**ZU ERLEDIGEN:**
Beantworte die folgenden Fragen anhand des Urteilstexts weiter unten.
(a) Das Urteil welches Gerichts und von welchem Datum wird aufgehoben?
(b) In welchem Zeitraum war der Beklagte bei der klagenden Krankenkasse bzw. ihrer Rechtsvorgängerin angestellt?
(c) Seit wann erhält der Beklagte von der Klägerin Versorgungsbezüge?

**EXTRAHIERTER TEXT:**
=-=-=

Verfahrensgang
Hessisches LSG (Urteil vom 11.01.1956) |
Tenor
Auf die Revision der Klägerin wird das Urteil des Hessischen Landessozialgerichts vom 11. Januar 1956 aufgehoben und der Rechtsstreit zu neuer Verhandlung und Entscheidung an das Landessozialgericht zurückverwiesen.
Von Rechts wegen.
Tatbestand
I
Der Beklagte, der von 1914 bis 1946 bei der klagenden Krankenkasse bzw. ihrer Rechtsvorgängerin angestellt war und von 1935 an ihrer Dienstordnung (DO) als DO-Angestellter unterstand, erhält von der Klägerin seit dem 1. April 1951 Versorgungsbezüge nach dem Gesetz zur Regelung der Rechtsverhältnisse der unter Art. 131 des Grundgesetzes (GG) fallenden Personen vom 11. Mai 1951. Auf diese Bezüge rechnet die Klägerin eine Rente des Beklagten aus der Angestelltenversicherung (AV) insoweit an, als die Rente auf Beitragszeiten bis 1924 beruht, weil nach ihrer Auffassung für den Beklagten bis zum Jahre 1924 Pflichtbeiträge entrichtet worden sind. Der Beklagte ist demgegenüber der Auffassung, auch die bis 1924 geleisteten Beiträge seien freiwillige Beiträge gewesen.

=-=-=

Einträge mit Koordinatenannotation
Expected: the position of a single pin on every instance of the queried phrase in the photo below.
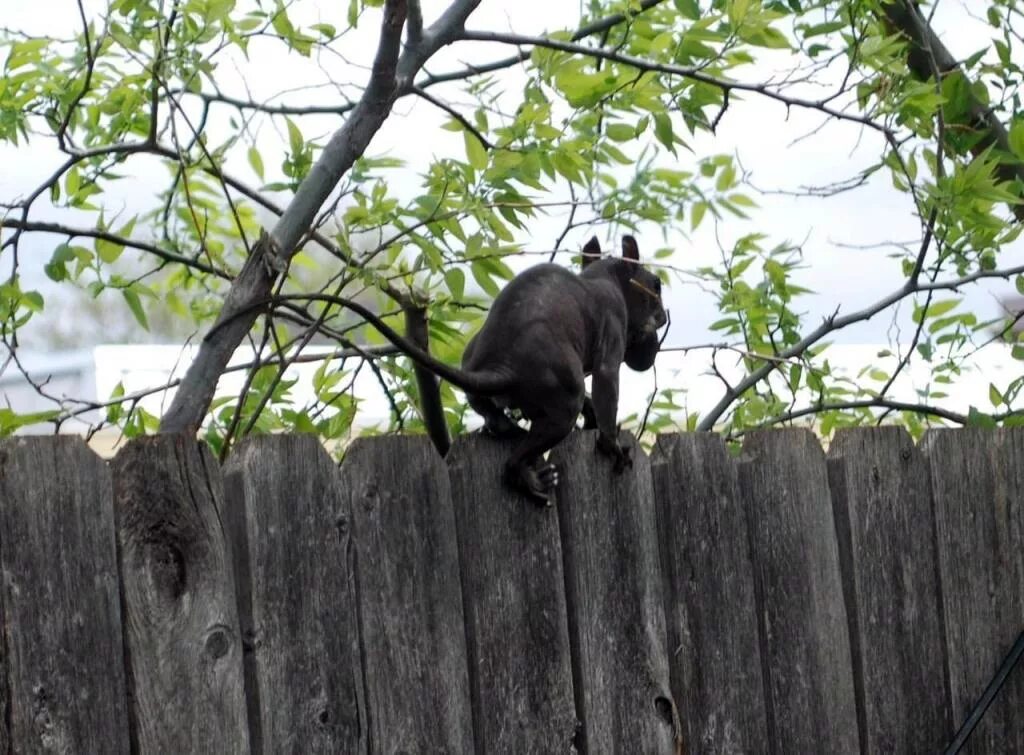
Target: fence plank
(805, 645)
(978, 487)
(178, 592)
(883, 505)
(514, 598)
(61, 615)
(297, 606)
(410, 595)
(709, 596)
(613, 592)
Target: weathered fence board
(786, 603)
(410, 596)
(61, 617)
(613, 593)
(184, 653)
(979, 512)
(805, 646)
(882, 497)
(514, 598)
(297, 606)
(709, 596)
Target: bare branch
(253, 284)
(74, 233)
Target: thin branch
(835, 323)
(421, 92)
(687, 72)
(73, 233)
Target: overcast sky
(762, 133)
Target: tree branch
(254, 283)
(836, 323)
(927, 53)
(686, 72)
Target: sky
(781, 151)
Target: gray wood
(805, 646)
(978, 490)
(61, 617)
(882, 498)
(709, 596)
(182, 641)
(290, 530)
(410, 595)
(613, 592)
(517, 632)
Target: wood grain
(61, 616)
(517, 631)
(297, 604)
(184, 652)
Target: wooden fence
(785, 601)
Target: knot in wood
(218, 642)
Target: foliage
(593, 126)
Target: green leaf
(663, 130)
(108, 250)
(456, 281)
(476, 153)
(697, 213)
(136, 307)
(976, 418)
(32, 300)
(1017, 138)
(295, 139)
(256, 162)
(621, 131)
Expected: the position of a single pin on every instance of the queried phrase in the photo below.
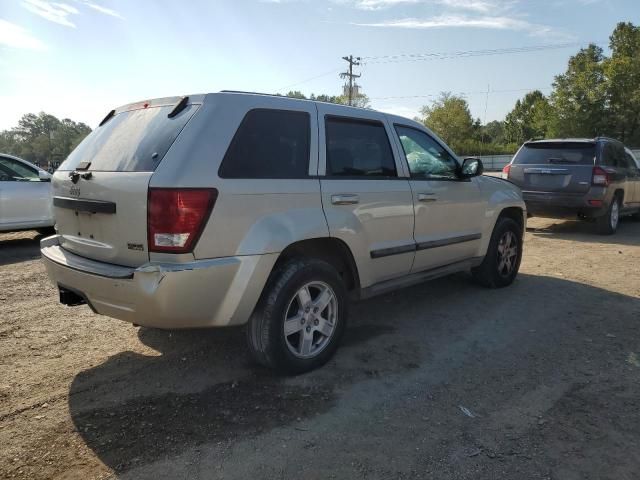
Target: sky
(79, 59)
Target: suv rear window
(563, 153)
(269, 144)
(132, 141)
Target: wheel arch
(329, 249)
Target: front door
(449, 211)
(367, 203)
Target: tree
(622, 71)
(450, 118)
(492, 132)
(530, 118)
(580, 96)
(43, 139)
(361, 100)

=-=-=

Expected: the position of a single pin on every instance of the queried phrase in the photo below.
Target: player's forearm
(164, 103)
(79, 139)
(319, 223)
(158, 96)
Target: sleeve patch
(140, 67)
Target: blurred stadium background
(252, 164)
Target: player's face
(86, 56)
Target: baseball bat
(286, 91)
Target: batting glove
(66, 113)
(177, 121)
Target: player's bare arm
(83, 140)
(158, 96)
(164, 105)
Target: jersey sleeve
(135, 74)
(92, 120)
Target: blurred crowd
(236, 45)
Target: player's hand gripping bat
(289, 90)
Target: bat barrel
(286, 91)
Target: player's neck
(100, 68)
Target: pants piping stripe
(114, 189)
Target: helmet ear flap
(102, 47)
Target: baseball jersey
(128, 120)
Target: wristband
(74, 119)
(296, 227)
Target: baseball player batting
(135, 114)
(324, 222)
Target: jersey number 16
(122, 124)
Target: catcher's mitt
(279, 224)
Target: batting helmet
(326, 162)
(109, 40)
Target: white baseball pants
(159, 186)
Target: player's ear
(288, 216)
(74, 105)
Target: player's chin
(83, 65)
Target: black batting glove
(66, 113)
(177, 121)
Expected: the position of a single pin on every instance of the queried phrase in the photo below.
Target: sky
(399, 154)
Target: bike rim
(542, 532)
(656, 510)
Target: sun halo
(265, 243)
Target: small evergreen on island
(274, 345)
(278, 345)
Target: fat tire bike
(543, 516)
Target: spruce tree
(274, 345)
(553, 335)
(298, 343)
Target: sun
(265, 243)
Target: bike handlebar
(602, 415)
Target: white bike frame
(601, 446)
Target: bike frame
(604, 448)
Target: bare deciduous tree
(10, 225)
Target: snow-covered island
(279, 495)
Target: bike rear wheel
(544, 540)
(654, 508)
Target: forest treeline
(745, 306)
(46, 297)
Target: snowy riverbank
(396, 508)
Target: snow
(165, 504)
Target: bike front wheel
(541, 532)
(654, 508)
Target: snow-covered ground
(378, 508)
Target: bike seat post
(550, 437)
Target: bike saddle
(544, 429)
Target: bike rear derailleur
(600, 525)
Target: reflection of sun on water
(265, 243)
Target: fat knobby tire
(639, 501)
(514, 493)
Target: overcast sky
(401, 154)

=-=-=

**ERGEBNIS UNTEN:**
(a) Das Urteil des Hessischen Landessozialgerichts vom 11. Januar 1956.
(b) Von 1914 bis 1946.
(c) Seit dem 1. April 1951.